▸ Action item
Write the records out again without change. Leave the pictures behind.

'''

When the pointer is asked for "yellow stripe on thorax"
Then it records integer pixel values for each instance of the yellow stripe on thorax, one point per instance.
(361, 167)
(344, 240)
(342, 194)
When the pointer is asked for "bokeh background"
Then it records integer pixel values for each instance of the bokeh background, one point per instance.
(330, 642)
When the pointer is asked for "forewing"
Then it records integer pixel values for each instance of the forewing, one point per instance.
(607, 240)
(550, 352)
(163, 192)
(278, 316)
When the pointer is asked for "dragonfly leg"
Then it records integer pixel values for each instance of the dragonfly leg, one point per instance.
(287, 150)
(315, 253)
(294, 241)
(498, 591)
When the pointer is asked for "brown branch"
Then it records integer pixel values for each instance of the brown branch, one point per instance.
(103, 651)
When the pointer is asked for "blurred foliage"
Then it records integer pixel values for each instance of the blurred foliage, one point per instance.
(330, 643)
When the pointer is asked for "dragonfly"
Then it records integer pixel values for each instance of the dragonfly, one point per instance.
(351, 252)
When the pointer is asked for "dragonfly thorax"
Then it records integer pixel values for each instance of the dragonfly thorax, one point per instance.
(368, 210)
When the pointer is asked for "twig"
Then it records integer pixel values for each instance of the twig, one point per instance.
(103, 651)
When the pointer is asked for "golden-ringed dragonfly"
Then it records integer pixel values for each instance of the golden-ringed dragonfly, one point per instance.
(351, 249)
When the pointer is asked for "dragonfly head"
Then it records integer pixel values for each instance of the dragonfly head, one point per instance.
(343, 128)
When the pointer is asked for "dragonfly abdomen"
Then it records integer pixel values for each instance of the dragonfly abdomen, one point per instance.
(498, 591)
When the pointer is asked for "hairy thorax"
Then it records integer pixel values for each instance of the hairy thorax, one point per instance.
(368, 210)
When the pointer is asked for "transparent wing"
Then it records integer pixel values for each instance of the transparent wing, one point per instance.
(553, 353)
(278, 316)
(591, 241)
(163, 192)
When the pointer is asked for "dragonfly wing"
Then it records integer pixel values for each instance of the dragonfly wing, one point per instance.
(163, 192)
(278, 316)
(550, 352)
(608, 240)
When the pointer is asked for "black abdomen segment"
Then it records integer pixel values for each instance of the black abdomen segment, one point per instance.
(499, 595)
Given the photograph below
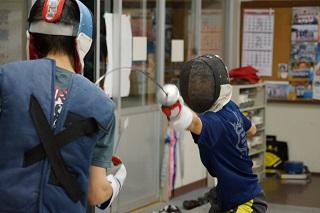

'''

▸ Exercise result
When the pointer is asked for "yellow stripe on thorax"
Then it records integer pixel values for each instance of the yellow stripe on thorax, one point per instance.
(361, 167)
(344, 240)
(342, 194)
When the pointer is asked for "bokeh background"
Then it records integer pixel values for each instance of the bokeh background, one point per instance.
(330, 642)
When the pointer is asked for "forewing"
Then it records integer pixel values for each instance of the forewing, one point per instance.
(607, 240)
(550, 352)
(163, 192)
(278, 316)
When the pointer is asked for "dragonfly leg"
Then it records integer pixel values for each instance of the dragonfly leg, one point per instance.
(287, 150)
(315, 253)
(294, 241)
(498, 591)
When the pointer is asked for "brown branch"
Then it records integer pixel values for each instance of the brown branch, one point per instance.
(103, 651)
When the pointer is asked for "blurred foliage"
Then it records integer pixel values for each instance of the blurred foliage, one point per instance.
(330, 643)
When the pointer is asked for "dragonfly"
Then it records integer pixel values for each instance of the dragonfly, one point per instance.
(351, 252)
When the pointer is asked for "dragonfly thorax"
Then it records integer pixel values for each instance of the dragonfly thorax, one point per instance.
(368, 210)
When the pointer is asked for "twig"
Then it records integer pixel values for each instance of the twig, one point per instance.
(103, 651)
When the pointer is asked for "golden-ringed dragonfly"
Then it records integer pixel values for each instance of the golden-ringed dragonfly, one point per instance.
(351, 249)
When the pointer is asked for "dragonfly head"
Then it records integer pixel values for each instance of the dragonfly head, one point per instance.
(343, 128)
When the pointer is asked for "dragonfly abdomen"
Then it records integer pixel values for each instance of the dragonfly abdomen, one point per instance.
(498, 591)
When the pointer is asked for "hairy thorax"
Then it records integer pixel values for each instance of the hairy thorax, one point per instance.
(368, 210)
When the pointer is asked for "transparent wing"
Then it records integer pixel values for each instance of the transparent wing, one point per instance.
(553, 353)
(278, 316)
(591, 241)
(163, 192)
When the pointer is asked for "dragonfly wing"
Then it records integer pixel values for each instance of the dragonfly wing, one point per instance.
(163, 192)
(278, 316)
(550, 352)
(608, 240)
When the pointer is asked for "black abdomen segment"
Then it records integer pixel values for each instance of the black abdomen segment, one point per instance.
(499, 595)
Given the photograph below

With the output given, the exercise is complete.